= TO DO =
Can you carry the Quora answer on brain damage and speaking one's native language further, starting after its last sentence?

= EXTRACT =
The question as such might have nothing to do with me, but my hunch is it had. I never pretended to have expertise on neurolinguistics.
- Q
- Can someone have trouble speaking their native language because of brain damage or something similar?
https://www.quora.com/Can-someone-have-trouble-speaking-their-native-language-because-of-brain-damage-or-something-similar/answer/Hans-Georg-Lundahl-1
- Hans-Georg Lundahl
- none/ apprx Masters in Latin (language) & Greek (language), Lund University
- 10.VIII.2023
- St. Lawrence, deacon and martyr
- Sure.
But before you go off a tangent asking someone if I have so, how about checking whether speach and spelling are the same thing, and whether the spelling I use is one previously used for Swedish speech (it is, it was in common use in 1850, and preferring it over the now common spelling is no different from preferring OED over Merriam when it comes to English spelling).

Referring-expression pointing data

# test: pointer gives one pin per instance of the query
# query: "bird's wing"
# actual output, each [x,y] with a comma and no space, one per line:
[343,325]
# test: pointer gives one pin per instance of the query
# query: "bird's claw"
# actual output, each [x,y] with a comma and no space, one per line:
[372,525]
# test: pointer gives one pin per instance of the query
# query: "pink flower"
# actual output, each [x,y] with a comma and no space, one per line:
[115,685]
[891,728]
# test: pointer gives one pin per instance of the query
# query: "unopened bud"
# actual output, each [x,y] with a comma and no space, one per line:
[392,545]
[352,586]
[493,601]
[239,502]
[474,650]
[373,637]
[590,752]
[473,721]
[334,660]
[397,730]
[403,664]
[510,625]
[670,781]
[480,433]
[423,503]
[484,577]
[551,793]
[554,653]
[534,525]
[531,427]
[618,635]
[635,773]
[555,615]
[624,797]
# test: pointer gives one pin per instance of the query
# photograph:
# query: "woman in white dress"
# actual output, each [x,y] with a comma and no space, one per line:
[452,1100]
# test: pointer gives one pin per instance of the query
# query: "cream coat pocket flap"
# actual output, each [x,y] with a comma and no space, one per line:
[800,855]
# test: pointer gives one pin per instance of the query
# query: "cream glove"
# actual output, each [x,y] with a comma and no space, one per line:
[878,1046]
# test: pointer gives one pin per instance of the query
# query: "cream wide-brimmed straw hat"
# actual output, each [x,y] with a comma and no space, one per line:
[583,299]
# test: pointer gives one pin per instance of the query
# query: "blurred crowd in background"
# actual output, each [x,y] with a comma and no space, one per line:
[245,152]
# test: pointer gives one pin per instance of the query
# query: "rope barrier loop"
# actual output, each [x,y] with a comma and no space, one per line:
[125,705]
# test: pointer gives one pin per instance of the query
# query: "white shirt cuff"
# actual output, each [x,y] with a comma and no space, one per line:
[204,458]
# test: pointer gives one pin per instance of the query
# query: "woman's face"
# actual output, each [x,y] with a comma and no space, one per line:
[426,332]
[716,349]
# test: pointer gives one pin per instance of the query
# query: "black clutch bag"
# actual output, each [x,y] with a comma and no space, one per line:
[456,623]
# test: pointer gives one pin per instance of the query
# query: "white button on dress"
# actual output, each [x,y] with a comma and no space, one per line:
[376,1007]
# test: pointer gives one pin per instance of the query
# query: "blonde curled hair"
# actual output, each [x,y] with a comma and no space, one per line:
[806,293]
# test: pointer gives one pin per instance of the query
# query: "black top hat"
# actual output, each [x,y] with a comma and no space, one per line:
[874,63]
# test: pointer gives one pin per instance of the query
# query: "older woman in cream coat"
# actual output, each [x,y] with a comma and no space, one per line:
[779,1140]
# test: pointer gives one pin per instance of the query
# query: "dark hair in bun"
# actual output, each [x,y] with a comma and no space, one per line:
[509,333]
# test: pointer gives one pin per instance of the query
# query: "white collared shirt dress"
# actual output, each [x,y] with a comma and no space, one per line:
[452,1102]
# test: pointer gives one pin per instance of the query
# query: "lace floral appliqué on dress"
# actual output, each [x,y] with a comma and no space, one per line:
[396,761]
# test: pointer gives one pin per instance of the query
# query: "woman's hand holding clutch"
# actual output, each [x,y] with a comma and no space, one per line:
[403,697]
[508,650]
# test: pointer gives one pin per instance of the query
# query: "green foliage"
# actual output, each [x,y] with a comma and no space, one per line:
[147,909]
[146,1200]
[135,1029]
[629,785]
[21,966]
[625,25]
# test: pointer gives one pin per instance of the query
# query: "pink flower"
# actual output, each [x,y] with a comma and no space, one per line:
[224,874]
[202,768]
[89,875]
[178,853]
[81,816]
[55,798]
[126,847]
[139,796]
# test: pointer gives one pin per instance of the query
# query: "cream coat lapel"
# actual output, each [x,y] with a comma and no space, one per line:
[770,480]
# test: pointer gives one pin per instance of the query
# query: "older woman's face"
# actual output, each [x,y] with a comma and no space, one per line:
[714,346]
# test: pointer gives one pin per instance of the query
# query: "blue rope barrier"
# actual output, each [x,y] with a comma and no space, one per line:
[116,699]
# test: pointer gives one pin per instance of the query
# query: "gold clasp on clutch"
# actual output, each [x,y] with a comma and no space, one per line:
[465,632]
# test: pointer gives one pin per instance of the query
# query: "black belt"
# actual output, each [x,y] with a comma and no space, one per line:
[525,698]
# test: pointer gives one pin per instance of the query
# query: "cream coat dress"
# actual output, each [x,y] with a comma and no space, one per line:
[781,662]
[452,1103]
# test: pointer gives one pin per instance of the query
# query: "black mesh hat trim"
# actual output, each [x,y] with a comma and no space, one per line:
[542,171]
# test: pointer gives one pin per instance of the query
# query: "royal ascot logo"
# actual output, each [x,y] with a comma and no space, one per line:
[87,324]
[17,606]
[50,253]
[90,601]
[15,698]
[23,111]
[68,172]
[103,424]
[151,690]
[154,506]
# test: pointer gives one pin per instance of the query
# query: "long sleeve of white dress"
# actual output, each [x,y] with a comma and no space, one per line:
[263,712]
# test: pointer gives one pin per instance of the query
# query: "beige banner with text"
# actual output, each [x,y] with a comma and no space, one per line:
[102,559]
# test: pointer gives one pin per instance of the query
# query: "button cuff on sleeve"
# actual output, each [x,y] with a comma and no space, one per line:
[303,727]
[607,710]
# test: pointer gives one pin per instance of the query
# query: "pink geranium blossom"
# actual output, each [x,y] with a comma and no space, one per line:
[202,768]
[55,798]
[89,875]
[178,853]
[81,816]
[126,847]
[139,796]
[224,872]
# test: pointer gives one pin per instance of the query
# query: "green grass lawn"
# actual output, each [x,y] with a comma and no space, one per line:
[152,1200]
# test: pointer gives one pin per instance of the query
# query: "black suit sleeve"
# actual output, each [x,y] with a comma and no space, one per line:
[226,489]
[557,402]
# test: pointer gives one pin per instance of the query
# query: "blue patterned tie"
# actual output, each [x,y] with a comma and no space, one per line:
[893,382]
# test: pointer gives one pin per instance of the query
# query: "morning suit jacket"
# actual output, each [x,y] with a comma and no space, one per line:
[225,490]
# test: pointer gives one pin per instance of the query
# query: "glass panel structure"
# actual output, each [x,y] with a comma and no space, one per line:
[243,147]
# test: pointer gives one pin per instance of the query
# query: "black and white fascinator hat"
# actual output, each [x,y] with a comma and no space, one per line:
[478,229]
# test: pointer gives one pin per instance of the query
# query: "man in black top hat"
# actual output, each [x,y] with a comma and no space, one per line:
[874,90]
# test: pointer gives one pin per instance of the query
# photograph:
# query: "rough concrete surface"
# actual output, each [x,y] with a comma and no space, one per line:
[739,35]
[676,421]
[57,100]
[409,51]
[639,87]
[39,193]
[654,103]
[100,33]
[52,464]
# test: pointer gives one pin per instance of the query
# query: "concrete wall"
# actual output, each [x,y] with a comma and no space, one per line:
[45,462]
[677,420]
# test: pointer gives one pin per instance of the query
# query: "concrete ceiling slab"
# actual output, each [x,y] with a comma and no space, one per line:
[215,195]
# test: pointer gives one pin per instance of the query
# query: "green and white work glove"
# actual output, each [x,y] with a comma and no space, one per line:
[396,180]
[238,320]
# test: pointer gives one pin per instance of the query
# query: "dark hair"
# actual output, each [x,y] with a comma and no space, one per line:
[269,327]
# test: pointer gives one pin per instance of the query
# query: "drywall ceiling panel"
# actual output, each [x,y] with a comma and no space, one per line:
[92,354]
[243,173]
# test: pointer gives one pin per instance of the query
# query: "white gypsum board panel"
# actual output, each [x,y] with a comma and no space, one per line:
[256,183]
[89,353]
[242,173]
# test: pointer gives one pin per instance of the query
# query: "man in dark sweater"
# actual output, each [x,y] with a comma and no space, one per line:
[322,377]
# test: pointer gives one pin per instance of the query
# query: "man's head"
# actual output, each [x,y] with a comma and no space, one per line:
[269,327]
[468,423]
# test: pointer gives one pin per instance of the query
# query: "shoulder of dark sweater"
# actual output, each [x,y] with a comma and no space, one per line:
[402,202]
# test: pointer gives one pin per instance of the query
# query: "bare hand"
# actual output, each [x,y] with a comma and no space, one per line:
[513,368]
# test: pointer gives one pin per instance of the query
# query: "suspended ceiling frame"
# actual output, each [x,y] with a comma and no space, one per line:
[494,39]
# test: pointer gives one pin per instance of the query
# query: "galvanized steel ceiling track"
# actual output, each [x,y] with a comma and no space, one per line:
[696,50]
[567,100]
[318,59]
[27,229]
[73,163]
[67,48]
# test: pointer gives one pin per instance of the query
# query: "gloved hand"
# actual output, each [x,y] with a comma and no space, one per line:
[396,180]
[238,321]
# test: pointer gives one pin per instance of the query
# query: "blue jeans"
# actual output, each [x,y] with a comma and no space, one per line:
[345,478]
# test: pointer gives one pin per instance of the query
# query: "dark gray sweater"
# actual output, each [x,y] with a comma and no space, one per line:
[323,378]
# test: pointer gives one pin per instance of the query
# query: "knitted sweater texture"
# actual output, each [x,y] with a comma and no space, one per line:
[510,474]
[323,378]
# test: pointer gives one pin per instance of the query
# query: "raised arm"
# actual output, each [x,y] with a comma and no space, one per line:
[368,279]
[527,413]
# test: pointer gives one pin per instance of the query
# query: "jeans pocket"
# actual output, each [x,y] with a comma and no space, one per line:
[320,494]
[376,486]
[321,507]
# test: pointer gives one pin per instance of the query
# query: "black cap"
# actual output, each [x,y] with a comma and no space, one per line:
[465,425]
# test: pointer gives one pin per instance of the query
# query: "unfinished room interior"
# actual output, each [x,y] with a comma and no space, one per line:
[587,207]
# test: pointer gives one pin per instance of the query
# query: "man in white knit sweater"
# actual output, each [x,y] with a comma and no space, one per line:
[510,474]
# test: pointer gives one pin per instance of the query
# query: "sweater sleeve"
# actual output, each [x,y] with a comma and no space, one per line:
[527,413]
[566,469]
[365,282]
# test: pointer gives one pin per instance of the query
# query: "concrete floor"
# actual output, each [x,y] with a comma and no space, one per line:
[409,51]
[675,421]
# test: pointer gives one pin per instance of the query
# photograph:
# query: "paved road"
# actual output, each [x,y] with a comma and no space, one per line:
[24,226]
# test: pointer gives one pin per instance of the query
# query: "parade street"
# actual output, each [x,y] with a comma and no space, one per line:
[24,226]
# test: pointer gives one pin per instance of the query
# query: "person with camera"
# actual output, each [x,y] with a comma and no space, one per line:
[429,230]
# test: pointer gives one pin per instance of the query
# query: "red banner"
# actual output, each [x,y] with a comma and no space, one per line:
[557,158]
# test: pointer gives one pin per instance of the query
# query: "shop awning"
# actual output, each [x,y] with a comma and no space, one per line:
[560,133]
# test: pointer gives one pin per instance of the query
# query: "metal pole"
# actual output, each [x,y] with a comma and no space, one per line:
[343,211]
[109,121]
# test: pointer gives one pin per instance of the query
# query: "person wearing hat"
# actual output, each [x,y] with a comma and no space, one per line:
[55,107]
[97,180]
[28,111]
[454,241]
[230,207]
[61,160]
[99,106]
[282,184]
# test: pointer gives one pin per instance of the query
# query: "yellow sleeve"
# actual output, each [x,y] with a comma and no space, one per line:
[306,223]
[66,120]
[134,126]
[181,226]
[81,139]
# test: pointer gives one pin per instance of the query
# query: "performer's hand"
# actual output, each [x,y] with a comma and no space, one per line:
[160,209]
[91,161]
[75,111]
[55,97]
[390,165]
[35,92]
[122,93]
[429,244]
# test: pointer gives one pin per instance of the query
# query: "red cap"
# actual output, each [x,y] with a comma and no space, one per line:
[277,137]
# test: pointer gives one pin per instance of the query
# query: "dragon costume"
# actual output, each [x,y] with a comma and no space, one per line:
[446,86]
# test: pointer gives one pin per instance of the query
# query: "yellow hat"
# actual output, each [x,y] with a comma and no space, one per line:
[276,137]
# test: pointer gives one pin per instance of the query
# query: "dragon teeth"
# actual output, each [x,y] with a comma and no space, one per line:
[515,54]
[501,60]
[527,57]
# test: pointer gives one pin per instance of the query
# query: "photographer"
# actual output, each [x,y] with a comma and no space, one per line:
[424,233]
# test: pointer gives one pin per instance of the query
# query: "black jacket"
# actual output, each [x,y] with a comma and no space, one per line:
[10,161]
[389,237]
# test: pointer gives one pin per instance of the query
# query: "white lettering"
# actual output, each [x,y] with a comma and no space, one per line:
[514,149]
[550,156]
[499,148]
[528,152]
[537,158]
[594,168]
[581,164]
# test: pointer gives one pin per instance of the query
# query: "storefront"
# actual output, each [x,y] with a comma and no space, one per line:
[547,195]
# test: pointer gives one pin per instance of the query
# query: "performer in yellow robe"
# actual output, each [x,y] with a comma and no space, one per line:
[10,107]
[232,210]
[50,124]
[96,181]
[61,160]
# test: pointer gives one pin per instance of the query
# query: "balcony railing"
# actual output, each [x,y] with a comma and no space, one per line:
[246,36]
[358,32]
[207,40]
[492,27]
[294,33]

= TASK RESULT =
I make four distinct and understandable deviations from the modern standard of writing (demarcations 1. in early 19th C nationalism, spelling “kusin” for “cousin/e”, “boett” for “boîte”, probably “dubbel” for “double”, though we still prefer “juice” over “jos”, when the loan came in later, 2. 1870’s standardising the sound of è into ä, where previously that had been an exception and e the standard, 3. 1906 spelling reform affected more sounds than that, 4. 1950, plural forms were abolished for verbs).
ALSO check if some people tend to make long sentences with lots of asides (as in fact I do) and if long sentences with lots of asides tend to seem ungrammatical to some (who have a shorter attention span in reading).
ALSO check if the ones claiming I have trouble with Swedish are foreigners, who having learned Swedish spelling as adults who therefore are challenged at identifying Swedish spelled in other ways.
ALSO check if they are ideological modernists and nationalists who would tend to say “this is how we do things” or “this is how things are done now” - they are the very guys I am trying to show my dislike for by doing it. The former objection could be stated “but this is SWEDEN” (guess why I left it!) and the latter as “but this is the 21st C” (guess why I tend to hate it).
ALSO check as simple a thing as whether they associate an earlier Swedish spelling with a current Danish or Norwegian one, because they are identical (hvad, af) or comparable (rödt / rødt).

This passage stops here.